What you will do ::
A – In the excerpt on precedent document errors, what did the practitioner fail to replace in the financial agreement copied from a previous file?
B – Resume the excerpt on precedent document errors, picking up after its last line.

Excerpt ::
★ ★ ★
Precedent documents are a core risk management tool, but only when maintained and used correctly. When practitioners copy documents from old files instead of using clean templates, or when precedent letters fall out of date, errors follow. The LPLC continues to see claims arising from these mistakes across conveyancing, leasing, family law and estate planning matters.

Most precedent errors do not result from incompetence. They arise from predictable system failures: time pressure, staff turnover and the absence of a reliable workflow step that prevents a copied document from being used in place of a clean template.

The LPLC has seen four recurring patterns.

Copied documents with residual details from the old matter.

In one claim, a practitioner preparing a financial agreement under the Family Law Act 1975 (Cth) (FLA) copied a document from a previous file. The practitioner failed to replace the party names in several places, including the solicitor's certificate. When the ex-wife later challenged the agreement's validity, the naming errors gave her a ground to do so. The matter settled with a payment to the ex-wife that the client should never have had to make.

Staff using modified documents instead of the firm's master template.
★ ★ ★
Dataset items
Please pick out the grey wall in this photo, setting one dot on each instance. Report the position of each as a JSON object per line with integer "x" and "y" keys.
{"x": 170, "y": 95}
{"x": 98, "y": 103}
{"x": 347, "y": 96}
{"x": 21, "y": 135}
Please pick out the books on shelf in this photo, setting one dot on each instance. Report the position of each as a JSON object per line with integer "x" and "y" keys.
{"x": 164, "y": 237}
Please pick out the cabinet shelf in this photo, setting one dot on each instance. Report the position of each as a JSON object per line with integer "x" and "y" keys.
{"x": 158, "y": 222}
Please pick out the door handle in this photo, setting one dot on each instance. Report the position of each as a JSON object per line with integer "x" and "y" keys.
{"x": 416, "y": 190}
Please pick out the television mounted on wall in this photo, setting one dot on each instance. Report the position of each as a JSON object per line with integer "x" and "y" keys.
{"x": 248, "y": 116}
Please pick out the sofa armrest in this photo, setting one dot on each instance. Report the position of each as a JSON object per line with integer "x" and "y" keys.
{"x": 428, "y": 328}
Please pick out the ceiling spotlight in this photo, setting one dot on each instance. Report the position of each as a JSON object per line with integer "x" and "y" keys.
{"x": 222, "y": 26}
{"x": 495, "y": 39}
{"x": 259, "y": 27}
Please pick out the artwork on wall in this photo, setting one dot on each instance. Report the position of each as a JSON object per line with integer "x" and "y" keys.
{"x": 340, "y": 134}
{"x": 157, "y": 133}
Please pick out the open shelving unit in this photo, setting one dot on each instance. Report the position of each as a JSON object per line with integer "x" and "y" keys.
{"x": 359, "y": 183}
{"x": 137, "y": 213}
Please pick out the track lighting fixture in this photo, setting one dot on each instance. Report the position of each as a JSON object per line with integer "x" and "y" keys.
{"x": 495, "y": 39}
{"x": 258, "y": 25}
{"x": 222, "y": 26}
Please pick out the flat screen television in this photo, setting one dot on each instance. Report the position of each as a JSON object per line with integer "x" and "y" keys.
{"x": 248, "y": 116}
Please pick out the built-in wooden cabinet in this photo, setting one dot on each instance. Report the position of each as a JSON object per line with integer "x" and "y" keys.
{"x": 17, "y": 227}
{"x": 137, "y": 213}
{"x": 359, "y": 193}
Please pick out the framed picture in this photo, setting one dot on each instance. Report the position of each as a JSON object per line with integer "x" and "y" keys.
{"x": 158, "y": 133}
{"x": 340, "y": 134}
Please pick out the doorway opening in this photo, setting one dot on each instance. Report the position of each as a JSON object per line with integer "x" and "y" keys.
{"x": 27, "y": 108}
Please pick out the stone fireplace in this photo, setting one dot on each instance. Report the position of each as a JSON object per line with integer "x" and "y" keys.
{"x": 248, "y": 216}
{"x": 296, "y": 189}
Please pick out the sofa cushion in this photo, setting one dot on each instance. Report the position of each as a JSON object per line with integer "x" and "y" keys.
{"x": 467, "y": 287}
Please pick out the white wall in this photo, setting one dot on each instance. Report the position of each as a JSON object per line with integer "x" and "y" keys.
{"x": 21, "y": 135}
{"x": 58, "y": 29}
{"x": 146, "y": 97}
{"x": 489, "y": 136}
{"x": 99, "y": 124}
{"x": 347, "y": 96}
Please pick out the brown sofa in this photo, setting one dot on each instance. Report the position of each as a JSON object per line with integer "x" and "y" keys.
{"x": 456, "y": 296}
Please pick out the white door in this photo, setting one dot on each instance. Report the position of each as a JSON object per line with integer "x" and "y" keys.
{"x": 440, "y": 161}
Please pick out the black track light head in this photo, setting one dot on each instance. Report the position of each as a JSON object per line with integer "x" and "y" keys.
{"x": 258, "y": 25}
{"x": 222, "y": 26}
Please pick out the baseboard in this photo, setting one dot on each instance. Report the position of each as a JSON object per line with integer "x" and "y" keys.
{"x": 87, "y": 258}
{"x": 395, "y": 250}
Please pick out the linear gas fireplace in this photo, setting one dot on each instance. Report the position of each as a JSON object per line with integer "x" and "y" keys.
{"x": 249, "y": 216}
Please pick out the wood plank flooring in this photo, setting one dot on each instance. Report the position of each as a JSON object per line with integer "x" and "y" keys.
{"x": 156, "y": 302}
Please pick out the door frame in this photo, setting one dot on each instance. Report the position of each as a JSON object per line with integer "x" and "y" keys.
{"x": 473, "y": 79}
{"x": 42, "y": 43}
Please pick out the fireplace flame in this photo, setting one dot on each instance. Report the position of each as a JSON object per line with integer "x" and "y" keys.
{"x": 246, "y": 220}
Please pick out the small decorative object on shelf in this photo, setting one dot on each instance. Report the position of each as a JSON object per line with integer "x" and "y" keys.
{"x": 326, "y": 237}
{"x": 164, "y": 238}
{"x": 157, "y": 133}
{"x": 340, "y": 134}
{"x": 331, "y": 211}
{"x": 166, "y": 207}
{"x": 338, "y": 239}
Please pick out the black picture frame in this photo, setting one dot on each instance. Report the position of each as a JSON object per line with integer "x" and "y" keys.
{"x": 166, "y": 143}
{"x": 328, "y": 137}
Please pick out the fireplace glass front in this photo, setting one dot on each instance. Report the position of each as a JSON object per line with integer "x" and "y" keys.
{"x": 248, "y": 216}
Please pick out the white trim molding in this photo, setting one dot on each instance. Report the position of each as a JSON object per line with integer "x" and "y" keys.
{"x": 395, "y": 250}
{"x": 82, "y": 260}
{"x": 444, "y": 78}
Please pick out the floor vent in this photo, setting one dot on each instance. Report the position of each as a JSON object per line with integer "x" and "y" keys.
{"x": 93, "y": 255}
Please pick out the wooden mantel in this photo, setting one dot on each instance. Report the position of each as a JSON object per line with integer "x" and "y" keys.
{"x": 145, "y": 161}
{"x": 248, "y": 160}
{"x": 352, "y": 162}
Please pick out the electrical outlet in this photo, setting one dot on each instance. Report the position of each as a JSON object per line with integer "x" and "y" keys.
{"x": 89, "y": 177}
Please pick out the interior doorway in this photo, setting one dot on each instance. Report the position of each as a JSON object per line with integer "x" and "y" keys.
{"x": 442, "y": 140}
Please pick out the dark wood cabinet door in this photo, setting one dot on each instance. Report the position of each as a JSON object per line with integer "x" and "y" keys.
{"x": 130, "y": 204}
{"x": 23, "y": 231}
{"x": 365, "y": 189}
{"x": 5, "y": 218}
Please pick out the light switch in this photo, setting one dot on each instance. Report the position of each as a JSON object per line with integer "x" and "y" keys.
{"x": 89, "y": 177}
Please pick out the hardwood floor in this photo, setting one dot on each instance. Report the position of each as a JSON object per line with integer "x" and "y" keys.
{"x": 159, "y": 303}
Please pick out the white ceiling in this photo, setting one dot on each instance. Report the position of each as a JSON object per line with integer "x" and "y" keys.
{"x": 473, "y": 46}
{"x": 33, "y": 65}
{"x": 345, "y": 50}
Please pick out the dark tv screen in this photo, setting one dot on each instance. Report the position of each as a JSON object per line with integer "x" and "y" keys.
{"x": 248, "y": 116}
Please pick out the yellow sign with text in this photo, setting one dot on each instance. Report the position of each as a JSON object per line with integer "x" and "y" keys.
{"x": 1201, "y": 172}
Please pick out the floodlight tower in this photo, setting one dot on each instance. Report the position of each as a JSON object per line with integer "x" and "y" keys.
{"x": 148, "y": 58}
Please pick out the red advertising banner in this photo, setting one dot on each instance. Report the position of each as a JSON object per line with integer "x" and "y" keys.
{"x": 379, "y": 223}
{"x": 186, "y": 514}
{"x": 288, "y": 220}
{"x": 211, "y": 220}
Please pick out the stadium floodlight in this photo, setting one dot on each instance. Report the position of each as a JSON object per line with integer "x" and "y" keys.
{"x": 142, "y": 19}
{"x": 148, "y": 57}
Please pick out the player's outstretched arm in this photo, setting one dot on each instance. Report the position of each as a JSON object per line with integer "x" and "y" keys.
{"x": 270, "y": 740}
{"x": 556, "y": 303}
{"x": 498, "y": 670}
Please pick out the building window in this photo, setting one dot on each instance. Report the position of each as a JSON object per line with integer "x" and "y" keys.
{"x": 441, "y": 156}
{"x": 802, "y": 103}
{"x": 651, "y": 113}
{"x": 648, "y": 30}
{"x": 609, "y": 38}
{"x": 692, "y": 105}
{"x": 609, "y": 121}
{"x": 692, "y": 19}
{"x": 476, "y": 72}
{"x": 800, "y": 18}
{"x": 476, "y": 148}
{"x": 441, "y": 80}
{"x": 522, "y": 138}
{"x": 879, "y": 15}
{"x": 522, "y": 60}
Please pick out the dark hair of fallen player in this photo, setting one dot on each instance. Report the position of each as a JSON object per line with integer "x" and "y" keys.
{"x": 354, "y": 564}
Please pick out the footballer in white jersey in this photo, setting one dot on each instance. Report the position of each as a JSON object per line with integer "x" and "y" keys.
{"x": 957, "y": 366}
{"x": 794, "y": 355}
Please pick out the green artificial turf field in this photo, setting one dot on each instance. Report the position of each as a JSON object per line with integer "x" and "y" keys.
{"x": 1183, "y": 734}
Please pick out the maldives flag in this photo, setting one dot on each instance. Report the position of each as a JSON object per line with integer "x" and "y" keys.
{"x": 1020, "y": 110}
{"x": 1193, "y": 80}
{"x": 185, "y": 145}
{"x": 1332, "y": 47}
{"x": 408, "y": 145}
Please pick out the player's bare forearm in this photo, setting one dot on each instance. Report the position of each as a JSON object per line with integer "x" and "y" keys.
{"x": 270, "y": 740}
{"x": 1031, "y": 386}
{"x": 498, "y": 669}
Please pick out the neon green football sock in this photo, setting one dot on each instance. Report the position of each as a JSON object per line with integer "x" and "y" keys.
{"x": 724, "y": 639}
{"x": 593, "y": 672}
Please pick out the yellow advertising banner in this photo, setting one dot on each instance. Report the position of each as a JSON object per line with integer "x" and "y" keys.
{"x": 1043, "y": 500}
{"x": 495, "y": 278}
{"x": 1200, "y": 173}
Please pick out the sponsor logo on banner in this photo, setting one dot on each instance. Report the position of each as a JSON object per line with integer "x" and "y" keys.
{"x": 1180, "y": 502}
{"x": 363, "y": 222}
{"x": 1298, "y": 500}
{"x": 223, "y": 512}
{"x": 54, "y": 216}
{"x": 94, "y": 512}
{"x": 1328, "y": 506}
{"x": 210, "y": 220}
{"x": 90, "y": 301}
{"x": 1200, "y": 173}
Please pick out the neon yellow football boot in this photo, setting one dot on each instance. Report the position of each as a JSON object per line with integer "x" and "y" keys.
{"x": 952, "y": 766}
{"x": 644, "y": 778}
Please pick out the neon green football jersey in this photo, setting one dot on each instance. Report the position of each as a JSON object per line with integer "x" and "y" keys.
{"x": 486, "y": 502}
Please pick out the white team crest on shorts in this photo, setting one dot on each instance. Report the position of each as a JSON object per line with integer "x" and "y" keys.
★ ★ ★
Written responses ::
A – The party names, in several places, including the solicitor's certificate.

B –
Some practitioners and support staff generate a document from the firm's practice management system, then save that populated version as their personal starting point for future matters. That working copy loses the optional clauses, variables and any ongoing updates contained in the master template.

Outdated precedent letters that no longer reflect current advice.

In another claim, a practitioner acting for purchasers assumed the firm's precedent letter advised clients to check-measure property boundaries. It did not. The clients discovered five years after settlement that part of their house extended beyond the property boundary onto a road reserve. A comparison of the property shape shown on the real estate agent's listing with the shape shown on the title plan would have revealed the discrepancy before settlement.

Staff not using precedents correctly so inappropriate clauses are left in or needed clauses are removed.

Having a good precedent is only the first step as those using them need to understand how to use and amend the precedent templates correctly so that the right clauses are used. In some cases two opposing conditions were left in the document making the intent unclear.

Generate every document from the firm's master template, not from a previous matter file. If the firm uses document assembly or automation software, require all staff to use it rather than copying old documents.

The following steps address the four main failure points: document generation, supervision and precedent currency.

At file opening

  • Generate every document from the firm's master template, not from a previous matter file. If the firm uses document assembly or automation software, require all staff to use it rather than copying old documents.
  • Add a file-opening checklist item in the practice management system that asks: "Has this document been generated from the current master template?" Make this a mandatory field before the document can be saved to the file.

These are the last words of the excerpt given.